> [HOW TO COMPLETE THIS TASK]: Return the records unchanged from their first line through the line containing "rough mask: <svg", with both of those lines included.

════════════════

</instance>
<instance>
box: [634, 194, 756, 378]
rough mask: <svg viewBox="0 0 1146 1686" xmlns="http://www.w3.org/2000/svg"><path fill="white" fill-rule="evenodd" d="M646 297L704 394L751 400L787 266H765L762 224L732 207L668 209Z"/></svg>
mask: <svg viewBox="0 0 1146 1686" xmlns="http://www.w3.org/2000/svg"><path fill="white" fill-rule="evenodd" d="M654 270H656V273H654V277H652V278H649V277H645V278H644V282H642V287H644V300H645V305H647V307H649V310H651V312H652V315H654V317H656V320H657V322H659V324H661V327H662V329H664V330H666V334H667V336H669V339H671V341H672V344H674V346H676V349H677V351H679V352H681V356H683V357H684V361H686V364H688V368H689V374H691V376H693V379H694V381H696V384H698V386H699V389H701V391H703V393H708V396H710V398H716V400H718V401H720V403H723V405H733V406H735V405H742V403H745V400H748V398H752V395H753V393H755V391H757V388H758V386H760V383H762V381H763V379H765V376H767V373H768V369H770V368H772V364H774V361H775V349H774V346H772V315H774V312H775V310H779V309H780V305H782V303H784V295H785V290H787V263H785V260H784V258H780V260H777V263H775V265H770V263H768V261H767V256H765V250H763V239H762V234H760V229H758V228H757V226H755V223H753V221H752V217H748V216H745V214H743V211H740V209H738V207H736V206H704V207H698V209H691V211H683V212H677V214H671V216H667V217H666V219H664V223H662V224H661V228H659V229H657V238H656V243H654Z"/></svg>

════════════════

> [EXERCISE SOLUTION]:
</instance>
<instance>
box: [634, 194, 756, 378]
rough mask: <svg viewBox="0 0 1146 1686" xmlns="http://www.w3.org/2000/svg"><path fill="white" fill-rule="evenodd" d="M646 297L704 394L751 400L787 266H765L762 224L732 207L668 209Z"/></svg>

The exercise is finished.